Task details: In the article on the maize database below, who heads the project?

Passage to read:
**********

Maize Database Implementation--
Unveiling at Annual Meeting


Mary Berlyn, Research Scientist
Dept. of Biology and School of Forestry and Environmental Studies
Yale University
Stan Letovsky, President
Letovsky Associates, New Haven, CT

Maize geneticists had an opportunity to use the Sun SparcStation Sybase implementation of the Maize DB (Database) at their annual maize genetics meeting in Asilomar, CA, last March.

The scientists queried for stocks with specific genotypic combinations, map diagrams of gene and RFLP marker positions or cytogenetic markers, phenotypic traits associated with specific mutations, genes producing specific gene products or product classes, and the converse of such queries.

Interest in the database was high. Scientists from both academia and industry expressed satisfaction and support for the project, which is headed by USDA Agricultural Research Service Geneticist Ed Coe at the University of Missouri.

The demonstration allowed participants to query with the entire suite of first-phase, fully functioning software, with comprehensive data entry in many areas--including a wide range of Maize Genetics Cooperation Stock Center and other stocks, genes,gene products, and mutations--and with more limited entries of mapping data.

Database Development

The demonstration culminated a year of work that began, symmetrically enough, with the first meeting of the Maize Database Advisory Group recruited and convened by Ed Coe at the 1991 Annual MAIZE GENETICS Meeting in Delavan, WI. This group subsequently met to recommend priorities and requirements, and provide general advice for the development of the database.

**********

Data under study:
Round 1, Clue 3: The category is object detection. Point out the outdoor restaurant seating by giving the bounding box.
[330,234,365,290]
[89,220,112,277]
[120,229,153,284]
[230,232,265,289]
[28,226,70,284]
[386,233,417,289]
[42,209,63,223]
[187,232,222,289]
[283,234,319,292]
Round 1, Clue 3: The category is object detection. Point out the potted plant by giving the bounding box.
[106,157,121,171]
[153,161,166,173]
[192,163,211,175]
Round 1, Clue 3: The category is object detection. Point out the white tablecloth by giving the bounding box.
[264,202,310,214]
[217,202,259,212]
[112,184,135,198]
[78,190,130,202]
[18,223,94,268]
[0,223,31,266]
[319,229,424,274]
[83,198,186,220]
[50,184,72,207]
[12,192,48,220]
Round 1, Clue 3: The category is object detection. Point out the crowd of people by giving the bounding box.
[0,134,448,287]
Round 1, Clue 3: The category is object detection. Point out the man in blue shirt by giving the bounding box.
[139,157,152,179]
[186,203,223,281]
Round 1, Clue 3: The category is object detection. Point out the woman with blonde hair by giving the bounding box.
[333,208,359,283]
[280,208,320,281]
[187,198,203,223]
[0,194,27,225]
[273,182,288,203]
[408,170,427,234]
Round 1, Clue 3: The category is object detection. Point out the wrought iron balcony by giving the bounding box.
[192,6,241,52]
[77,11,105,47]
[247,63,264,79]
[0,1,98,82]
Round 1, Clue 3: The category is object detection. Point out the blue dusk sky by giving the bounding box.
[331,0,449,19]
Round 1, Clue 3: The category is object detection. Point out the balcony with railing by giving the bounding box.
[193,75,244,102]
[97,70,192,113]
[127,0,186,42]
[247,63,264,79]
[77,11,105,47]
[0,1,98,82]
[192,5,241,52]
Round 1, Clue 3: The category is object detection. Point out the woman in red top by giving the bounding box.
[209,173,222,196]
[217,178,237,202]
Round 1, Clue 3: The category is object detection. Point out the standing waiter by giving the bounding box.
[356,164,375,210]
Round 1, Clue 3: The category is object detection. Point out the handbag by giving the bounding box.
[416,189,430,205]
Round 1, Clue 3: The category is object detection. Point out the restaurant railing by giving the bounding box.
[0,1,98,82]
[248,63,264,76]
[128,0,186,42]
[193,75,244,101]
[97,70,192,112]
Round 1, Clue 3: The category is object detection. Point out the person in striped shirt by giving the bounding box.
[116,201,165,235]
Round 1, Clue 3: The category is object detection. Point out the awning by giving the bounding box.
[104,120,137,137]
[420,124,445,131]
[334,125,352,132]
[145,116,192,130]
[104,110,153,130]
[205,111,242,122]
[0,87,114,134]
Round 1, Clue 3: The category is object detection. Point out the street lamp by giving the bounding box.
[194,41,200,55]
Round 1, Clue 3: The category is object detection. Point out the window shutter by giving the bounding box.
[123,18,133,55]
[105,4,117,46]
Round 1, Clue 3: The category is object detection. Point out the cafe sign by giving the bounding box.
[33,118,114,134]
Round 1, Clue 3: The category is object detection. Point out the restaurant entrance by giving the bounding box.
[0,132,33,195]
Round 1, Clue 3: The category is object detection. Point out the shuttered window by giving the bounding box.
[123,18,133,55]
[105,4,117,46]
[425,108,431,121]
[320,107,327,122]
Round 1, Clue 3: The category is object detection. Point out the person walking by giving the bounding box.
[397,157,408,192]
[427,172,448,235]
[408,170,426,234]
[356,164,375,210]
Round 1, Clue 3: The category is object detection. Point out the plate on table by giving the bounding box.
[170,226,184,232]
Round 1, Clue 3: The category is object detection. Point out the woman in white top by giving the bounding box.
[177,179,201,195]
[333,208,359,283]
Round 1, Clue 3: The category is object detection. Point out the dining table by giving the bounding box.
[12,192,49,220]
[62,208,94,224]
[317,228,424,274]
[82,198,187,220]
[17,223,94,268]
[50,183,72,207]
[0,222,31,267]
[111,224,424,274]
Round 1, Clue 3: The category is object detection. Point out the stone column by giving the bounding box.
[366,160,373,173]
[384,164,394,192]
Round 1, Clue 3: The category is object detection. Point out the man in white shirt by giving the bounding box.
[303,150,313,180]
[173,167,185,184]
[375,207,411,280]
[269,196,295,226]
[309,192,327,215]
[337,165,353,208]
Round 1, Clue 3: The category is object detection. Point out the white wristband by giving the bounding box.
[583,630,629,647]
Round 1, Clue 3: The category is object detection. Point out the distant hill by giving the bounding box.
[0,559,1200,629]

**********

Answer section: Ed Coe, a USDA Agricultural Research Service geneticist at the University of Missouri.